[Stated problem] Copy out the listing below with each "Locations" renamed to "Coordinates" and everything else left as it is. Leave the pictures out of your copy.

=== Data for this task ===

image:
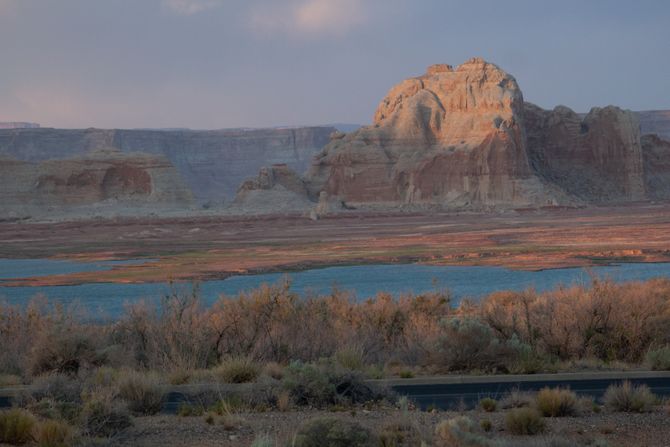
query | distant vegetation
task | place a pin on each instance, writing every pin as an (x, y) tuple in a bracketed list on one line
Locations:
[(604, 325), (90, 380)]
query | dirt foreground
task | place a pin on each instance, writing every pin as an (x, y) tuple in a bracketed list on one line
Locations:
[(217, 247)]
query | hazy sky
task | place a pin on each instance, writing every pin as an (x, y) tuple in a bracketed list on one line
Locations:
[(229, 63)]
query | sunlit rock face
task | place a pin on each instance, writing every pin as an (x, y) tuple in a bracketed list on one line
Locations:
[(597, 158), (452, 137), (108, 177), (212, 163)]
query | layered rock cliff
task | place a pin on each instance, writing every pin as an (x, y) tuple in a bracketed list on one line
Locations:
[(452, 137), (212, 163), (105, 178), (597, 158)]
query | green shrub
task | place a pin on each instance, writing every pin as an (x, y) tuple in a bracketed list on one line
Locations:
[(351, 358), (101, 416), (629, 398), (63, 350), (659, 359), (333, 432), (488, 404), (399, 434), (308, 385), (52, 433), (470, 345), (188, 410), (516, 399), (7, 380), (238, 370), (142, 392), (16, 426), (524, 421), (460, 431), (556, 402)]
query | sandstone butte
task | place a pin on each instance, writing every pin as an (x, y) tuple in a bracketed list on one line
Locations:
[(463, 137)]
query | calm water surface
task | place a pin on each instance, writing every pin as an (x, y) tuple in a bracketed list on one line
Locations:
[(107, 300)]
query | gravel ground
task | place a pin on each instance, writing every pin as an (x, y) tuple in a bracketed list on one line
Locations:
[(619, 430)]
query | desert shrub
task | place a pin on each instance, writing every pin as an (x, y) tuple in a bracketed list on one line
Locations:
[(263, 441), (7, 380), (460, 431), (524, 421), (57, 387), (352, 358), (659, 359), (64, 349), (629, 398), (142, 392), (102, 416), (189, 410), (516, 399), (556, 402), (399, 435), (488, 404), (308, 385), (470, 345), (237, 370), (273, 370), (54, 396), (333, 432), (16, 426), (53, 433)]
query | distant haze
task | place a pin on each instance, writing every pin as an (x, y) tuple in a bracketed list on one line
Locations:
[(254, 63)]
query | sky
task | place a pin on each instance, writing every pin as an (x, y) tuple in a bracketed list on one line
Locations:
[(208, 64)]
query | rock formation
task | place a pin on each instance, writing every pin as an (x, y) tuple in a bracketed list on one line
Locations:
[(597, 158), (655, 122), (213, 163), (656, 157), (276, 189), (107, 178), (452, 137)]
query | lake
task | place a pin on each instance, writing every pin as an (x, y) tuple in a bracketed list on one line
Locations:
[(106, 300)]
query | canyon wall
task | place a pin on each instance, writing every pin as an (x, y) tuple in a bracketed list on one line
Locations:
[(211, 163)]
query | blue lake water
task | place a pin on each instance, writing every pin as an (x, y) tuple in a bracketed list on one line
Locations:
[(107, 300)]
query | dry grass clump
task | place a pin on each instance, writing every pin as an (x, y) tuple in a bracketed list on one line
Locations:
[(557, 402), (333, 432), (460, 431), (142, 392), (9, 380), (629, 398), (597, 326), (488, 404), (103, 416), (16, 426), (237, 370), (516, 399), (524, 421), (53, 433), (658, 359)]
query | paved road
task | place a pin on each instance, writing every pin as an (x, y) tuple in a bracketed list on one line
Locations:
[(450, 392)]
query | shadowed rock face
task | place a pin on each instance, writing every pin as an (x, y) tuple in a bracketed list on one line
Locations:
[(597, 158), (109, 177), (656, 156), (212, 163), (453, 137), (655, 122)]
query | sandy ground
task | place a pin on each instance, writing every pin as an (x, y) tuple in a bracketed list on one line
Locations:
[(619, 430), (216, 247)]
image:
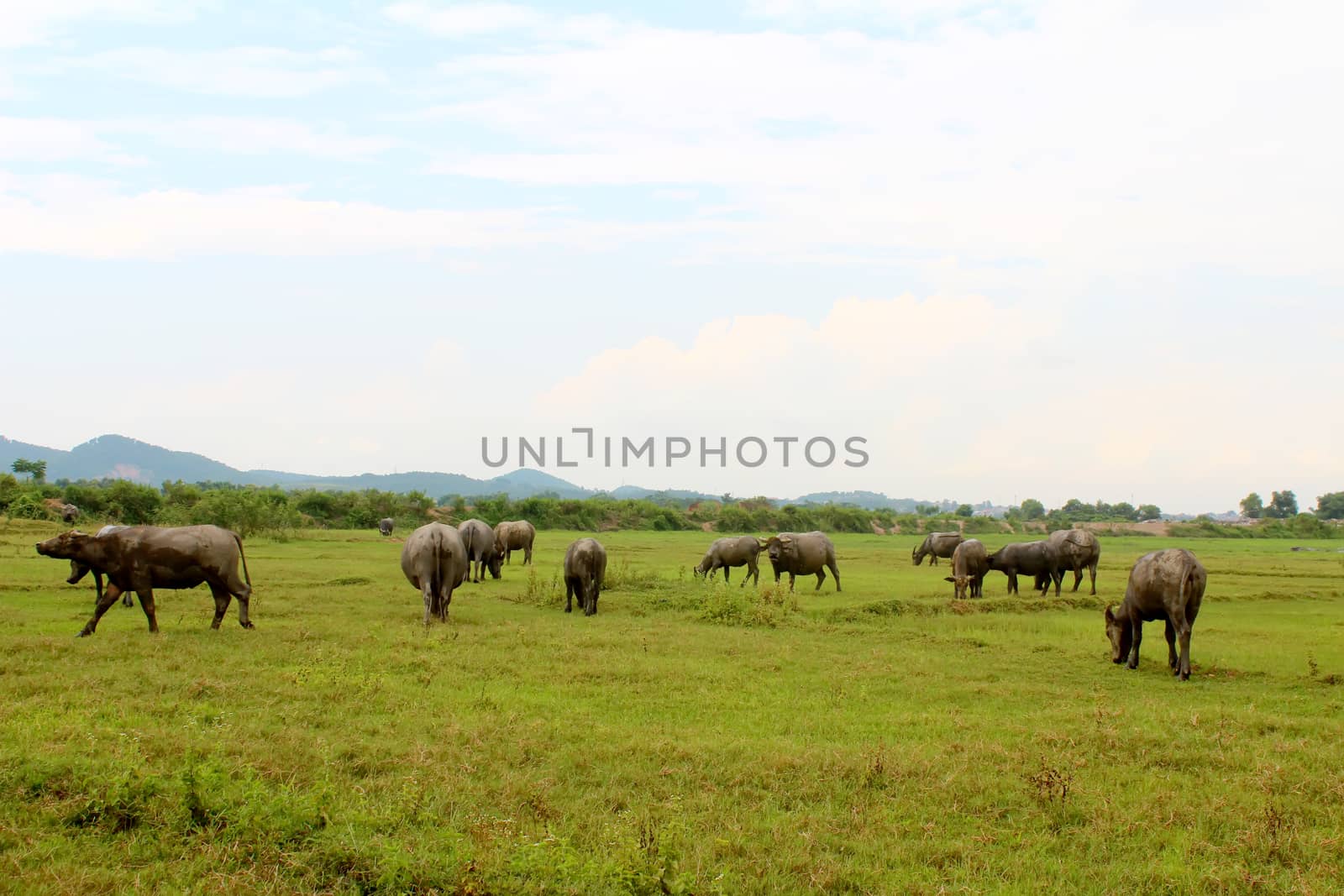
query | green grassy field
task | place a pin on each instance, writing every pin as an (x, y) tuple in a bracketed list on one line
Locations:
[(690, 738)]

===

[Reply]
image:
query | distant vegetation
task | place a pin on each instance, writing every pin as an (x, y) tuple in a bracketed list on one line
Coordinates:
[(604, 325), (90, 380)]
query | dirt foreground
task | place a pin on each instance, writing every pin as an (x, y) tuple in a bracketed list on one line
Coordinates:
[(217, 247)]
query | hazy sky
task | place a pin on each instance, writing every pin as an (x, y) tuple in a bracketed list on one line
Coordinates:
[(229, 63)]
query | sunlit rock face
task | place a pin on each instance, writing every pin as an (x, y) tuple in a bracketed list on one line
Coordinates:
[(597, 158), (452, 137), (108, 177), (212, 163)]
query | layered rock cliff
task | place a pin on each instance, writing every pin as an (x, y) tuple in a bracketed list on one line
Coordinates:
[(452, 137), (212, 163), (105, 178), (597, 158)]
query | green shrub
task | place a pin on each instance, writing every pin as an (x, y) tuple in a bracketed list on one line
Coordinates:
[(351, 358), (101, 416), (629, 398), (63, 350), (659, 359), (333, 432), (488, 404), (399, 434), (308, 385), (52, 433), (470, 345), (188, 410), (516, 399), (7, 380), (238, 370), (142, 392), (16, 426), (524, 421), (460, 431), (556, 402)]
query | sandstone butte
task | place a pin on each instance, writing every pin as an (x, y) tuple in a bracketed list on one line
Coordinates:
[(463, 137)]
query | calm water surface
task | place a pin on each instance, writing every pin as an (x, y) tuple in a bracketed list on one line
Coordinates:
[(107, 300)]
query | gravel ground
task | place a pin on each instance, writing every pin as an (x, y) tuple in a bracketed list on one line
Coordinates:
[(619, 430)]
query | desert shrub
task | place a pin on each instance, writing every pin as an (x, y) tuple in a bracketed list on one line
Coordinates:
[(263, 441), (7, 380), (460, 431), (524, 421), (57, 387), (352, 358), (659, 359), (64, 349), (629, 398), (142, 392), (102, 416), (189, 410), (516, 399), (556, 402), (399, 435), (488, 404), (308, 385), (470, 345), (237, 370), (273, 370), (54, 396), (333, 432), (16, 426), (53, 433)]
query | distant haze
task | place a pin on each instance, writing every pin as an (x, y) tuple in a bracketed list on one line
Coordinates:
[(254, 63)]
query | sky
task | place a pin on each instance, writing every pin as an (x, y) tuple in a bracketed list on one line
Coordinates:
[(208, 64)]
query | rock formation
task | place a pin on each instance, writing every pin as an (x, y) tuple in a bracketed list on one line
Coordinates:
[(597, 158), (655, 122), (213, 163), (656, 157), (276, 189), (107, 178), (452, 137)]
query | lake
task | place a pin on each instance, writing every pin as an (x, y) tuple in a bracketed list on one line
Coordinates:
[(106, 300)]
query | canyon wall
task | place a pin on each instance, writing every pin as an (x, y) tuple in a bracketed list on one line
Coordinates:
[(211, 163)]
query | blue lake water
task | place a pin on each instance, writing every pin as an (x, y) tuple in a bracketed list on one line
Coordinates:
[(107, 300)]
query | dry grass clump
task | place a pin on each instance, writing every pin as an (x, y) tuple in a bracketed list on one line
Coordinates:
[(557, 402), (333, 432), (460, 431), (142, 392), (9, 380), (629, 398), (597, 326), (488, 404), (103, 416), (16, 426), (237, 370), (516, 399), (524, 421), (53, 433), (658, 359)]
query | paved road
task | place a pin on each instance, writing every pin as an (x, y) tuple in a bracketed list on one line
Coordinates:
[(450, 392)]
query | shadowed rock face
task | place a pin on each instance, writing every pin as an (x, y) tuple in a bracketed list on one line
Coordinates:
[(597, 158), (109, 177), (656, 156), (212, 163), (453, 137), (655, 122)]
query | sandy ground
task | place a pin on each instance, writing every pin as an (x, y) tuple in a bracketed list on one line
Coordinates:
[(619, 430), (216, 247)]
image:
query | green grassy field
task | place a pin on each instance, writing every pin as an (x, y) tuple in a bracketed list on one line
Coordinates:
[(690, 738)]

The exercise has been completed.